[阅读文章]:

保罗·斯特兰德:没有欺骗和主义的镜头

  • 来源:艺术与设计
  • 关键字:保罗·斯特兰德,相机
  • 发布时间:2016-04-18 10:49

  2016年3月19日,V&A博物馆将为美国伟大的摄影师和电影制作人保罗斯特兰德(Paul Strand,1890-1976年)举行其逝世以来在英国的首次大型回顾展。保罗斯特兰德是20世纪最有影响力的摄影师之一,他完美地结合了纯摄影的出世哲学和纪实摄影的入世精神,以纯艺术的形式赋予了纪实摄影新的定义,他为摄影提供的新美学影响深远。本次展览将展示约200件跨越斯特兰德整个职业生涯的作品,包括他突破性的抽象摄影实验和街头人像,自然和几何的特写镜头,探索足迹遍布美国西南部、墨西哥、英国、法国、意大利、苏格兰、埃及、摩洛哥、加纳和罗马尼亚等地。该展览大部分作品将来自费城艺术博物馆的巡回展,作为摄影收藏重镇,V&A博物馆也将在其珍藏的斯特兰德藏品中挑选数量可观的原作进行展示。

  保罗·斯特兰德是波希米亚和犹太人的后裔,出生于纽约一个中产阶级家庭,12岁时,斯特兰德就拥有了自己的相机。高中时期,斯特兰德在报道摄影的元老路易斯·海因(Lewis Hine,1874-1940年)的影响下开始学习摄影,刘易斯当其时只是一名对摄影有着浓厚兴趣的生物助教,但对斯特兰德来说最有意义的一件事,是1907年刘易斯带他去了第五大街291号的“摄影分离派画廊”,认识了被尊称为“当代摄影之父”的史蒂格立兹(Alfred stieglitz,1864-1946年)及其同僚,从德国留学返美的史蒂格立兹不仅是摄影师,也是一名经销商,更是当时把欧洲当代前卫艺术介绍给美国艺术家的关键人物,这三个身份都让斯特兰德获得益处。1902年,为了使当时的人们认识到摄影不是艺术的陪衬,史蒂格立兹提出了“纯摄影”理论,即“摄影就是摄影”,应该发挥摄影自身的特质,如照片的影像要真实清晰,影调要丰富而层次分明等,这种强调不仅着眼于技术,更在于摄影者的自我表达,这种表达让摄影区别于绘画而独立,史蒂格立兹的倡导具有突破性意义。史蒂格立兹对斯特兰德而言是一位重要的批评家,斯特兰德大约每两年都会带着作品去见他一次,并从他那里得到非常重要的意见,由此,斯特兰德和摄影分离派运动接轨。1915年,斯特兰德整理了一组作品,包括《华尔街》(Wall Street)、《市政厅公园》(City Hall Park)和一些抽象作品带给史蒂格立兹,得到了高度认可,并在291画廊里为斯特兰德举行了第一次展览,不仅如此,史蒂格立兹在他创办的划时代摄影杂志《照相机工作》(Camera Works)中更对斯特兰德大为推崇,甚至用整本专辑的形式给这位年轻人一个不朽的历史性定位,专辑发表了斯特兰德城市景观、夜景、纽约的贫民这三个系列的作品,这些厨房里的锅碗瓢盆和城市景观使他声名大噪。

[条目列表]:
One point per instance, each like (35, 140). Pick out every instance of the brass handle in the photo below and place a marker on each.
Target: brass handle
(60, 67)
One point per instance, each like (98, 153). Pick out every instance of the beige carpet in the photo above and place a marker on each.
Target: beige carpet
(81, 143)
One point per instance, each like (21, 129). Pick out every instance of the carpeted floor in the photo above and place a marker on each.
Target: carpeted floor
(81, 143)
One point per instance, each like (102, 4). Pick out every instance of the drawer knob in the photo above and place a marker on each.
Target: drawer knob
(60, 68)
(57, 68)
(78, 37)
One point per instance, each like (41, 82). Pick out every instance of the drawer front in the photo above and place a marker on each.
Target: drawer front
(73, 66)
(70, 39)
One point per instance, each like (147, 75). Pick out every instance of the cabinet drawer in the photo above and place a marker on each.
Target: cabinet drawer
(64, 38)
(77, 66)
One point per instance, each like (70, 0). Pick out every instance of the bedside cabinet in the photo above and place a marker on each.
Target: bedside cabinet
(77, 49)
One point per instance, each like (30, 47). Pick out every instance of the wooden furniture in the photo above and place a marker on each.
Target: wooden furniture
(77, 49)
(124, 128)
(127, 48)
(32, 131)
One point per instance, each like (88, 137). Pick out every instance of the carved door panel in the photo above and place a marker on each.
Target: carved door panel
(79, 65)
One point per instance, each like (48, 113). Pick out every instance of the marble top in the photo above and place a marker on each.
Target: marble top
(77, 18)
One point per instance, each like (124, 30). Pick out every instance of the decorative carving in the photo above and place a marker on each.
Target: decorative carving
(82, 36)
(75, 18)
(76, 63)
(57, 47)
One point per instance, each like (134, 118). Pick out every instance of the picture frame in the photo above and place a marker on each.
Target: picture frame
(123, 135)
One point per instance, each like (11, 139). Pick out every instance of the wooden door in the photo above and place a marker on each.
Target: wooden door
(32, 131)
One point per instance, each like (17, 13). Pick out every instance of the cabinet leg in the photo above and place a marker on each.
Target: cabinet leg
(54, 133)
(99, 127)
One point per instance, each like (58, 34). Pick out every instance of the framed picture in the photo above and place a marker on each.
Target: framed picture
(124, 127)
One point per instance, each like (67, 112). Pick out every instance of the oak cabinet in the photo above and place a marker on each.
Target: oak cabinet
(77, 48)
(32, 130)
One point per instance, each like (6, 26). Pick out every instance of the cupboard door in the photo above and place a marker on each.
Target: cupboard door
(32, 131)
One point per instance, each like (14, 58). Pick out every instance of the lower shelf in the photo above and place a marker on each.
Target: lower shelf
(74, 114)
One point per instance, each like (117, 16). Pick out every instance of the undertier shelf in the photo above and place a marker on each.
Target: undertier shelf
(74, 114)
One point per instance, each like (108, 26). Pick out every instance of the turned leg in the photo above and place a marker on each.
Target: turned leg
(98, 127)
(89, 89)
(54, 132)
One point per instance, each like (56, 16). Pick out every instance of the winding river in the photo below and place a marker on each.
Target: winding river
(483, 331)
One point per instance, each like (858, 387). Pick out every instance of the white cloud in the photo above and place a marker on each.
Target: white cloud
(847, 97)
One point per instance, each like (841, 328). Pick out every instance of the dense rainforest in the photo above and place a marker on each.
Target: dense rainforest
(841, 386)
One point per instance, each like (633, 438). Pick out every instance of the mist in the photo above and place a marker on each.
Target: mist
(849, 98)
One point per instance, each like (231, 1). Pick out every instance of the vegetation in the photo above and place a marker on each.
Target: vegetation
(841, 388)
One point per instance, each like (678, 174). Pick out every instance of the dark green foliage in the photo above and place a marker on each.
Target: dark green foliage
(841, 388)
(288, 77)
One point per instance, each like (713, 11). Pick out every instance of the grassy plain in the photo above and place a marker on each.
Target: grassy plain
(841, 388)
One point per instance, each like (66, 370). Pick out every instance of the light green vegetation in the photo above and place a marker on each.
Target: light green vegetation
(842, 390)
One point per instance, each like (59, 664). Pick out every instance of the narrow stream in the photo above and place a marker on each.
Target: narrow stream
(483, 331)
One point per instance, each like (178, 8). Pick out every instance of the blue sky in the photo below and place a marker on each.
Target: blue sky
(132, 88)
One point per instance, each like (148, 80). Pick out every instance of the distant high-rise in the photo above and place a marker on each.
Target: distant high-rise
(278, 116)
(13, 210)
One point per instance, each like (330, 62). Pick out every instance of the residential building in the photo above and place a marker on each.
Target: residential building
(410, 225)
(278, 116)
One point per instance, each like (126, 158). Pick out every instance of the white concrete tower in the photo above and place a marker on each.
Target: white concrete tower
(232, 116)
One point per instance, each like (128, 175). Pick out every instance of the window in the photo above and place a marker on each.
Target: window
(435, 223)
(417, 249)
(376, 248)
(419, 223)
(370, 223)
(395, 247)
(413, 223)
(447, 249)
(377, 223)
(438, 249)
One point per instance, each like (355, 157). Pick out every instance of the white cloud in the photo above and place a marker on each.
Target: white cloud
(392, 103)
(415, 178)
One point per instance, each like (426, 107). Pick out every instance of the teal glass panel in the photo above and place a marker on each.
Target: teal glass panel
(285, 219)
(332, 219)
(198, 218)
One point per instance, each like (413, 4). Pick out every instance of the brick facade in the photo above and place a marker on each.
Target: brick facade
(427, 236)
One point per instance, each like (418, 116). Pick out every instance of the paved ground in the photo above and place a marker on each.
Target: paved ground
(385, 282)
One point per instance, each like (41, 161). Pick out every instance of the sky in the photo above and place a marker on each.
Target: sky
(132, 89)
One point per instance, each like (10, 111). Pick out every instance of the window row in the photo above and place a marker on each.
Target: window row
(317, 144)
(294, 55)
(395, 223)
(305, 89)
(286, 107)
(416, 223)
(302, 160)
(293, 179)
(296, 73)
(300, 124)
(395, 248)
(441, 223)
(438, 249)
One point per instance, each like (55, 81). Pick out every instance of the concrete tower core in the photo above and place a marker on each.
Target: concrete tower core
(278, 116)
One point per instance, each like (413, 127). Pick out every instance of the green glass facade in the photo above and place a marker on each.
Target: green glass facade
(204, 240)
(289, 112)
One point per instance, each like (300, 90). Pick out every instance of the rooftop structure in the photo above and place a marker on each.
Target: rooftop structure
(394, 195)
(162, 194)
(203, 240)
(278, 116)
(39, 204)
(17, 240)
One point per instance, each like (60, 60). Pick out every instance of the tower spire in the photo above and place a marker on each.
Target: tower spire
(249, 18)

[任务要求]:
史蒂格立兹在1902年为什么提出“纯摄影”理论？请根据阅读文章，用一到三句话说明。

[练习结果]:
他想让当时的人们认识到，摄影不是艺术的陪衬。所以他提出“摄影就是摄影”，主张发挥摄影自身的特质，比如影像真实清晰、影调丰富而层次分明，并借摄影者的自我表达使摄影区别于绘画而独立。